** ENTRIES SHOWN follows **

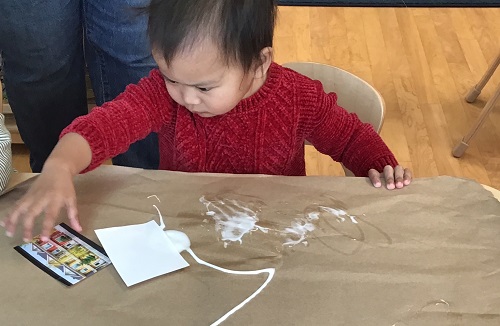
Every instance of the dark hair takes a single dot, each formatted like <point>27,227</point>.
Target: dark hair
<point>239,28</point>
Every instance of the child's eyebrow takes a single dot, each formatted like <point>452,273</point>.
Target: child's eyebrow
<point>205,83</point>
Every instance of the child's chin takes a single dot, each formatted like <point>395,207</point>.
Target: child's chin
<point>206,115</point>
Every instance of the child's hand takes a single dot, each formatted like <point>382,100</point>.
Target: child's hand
<point>394,177</point>
<point>52,190</point>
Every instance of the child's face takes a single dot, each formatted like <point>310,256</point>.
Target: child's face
<point>203,83</point>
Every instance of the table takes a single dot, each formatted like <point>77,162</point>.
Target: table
<point>424,255</point>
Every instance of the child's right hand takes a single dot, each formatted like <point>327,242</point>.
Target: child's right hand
<point>52,190</point>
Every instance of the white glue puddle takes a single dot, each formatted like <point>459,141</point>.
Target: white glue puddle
<point>182,242</point>
<point>238,216</point>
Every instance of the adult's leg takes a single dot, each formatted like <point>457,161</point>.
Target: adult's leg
<point>41,42</point>
<point>118,54</point>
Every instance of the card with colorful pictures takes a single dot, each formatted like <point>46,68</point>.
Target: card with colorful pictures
<point>67,256</point>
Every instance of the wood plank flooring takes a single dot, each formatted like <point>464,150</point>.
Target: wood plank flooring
<point>423,61</point>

** End of ENTRIES SHOWN **

| ASSIGNED TASK |
Among the records above, a stretch begins at the line containing "Target: dark hair" and ends at the line containing "Every instance of the child's right". Restate that stretch word for word, and nothing else.

| REPLY TO THE EXERCISE |
Target: dark hair
<point>239,28</point>
Every instance of the child's eyebrow takes a single dot, each formatted like <point>452,273</point>.
Target: child's eyebrow
<point>205,83</point>
Every instance of the child's chin takes a single dot, each formatted like <point>395,207</point>.
Target: child's chin
<point>206,115</point>
Every instance of the child's hand takes a single dot, each formatted like <point>382,100</point>.
Target: child's hand
<point>394,177</point>
<point>52,190</point>
Every instance of the child's face takes a single dot, each formatted like <point>310,256</point>.
Target: child's face
<point>203,83</point>
Every instance of the table takes a single dot, each formatted like <point>77,162</point>.
Target: table
<point>424,255</point>
Every instance of the child's right hand takes a single dot, each formatted like <point>327,242</point>.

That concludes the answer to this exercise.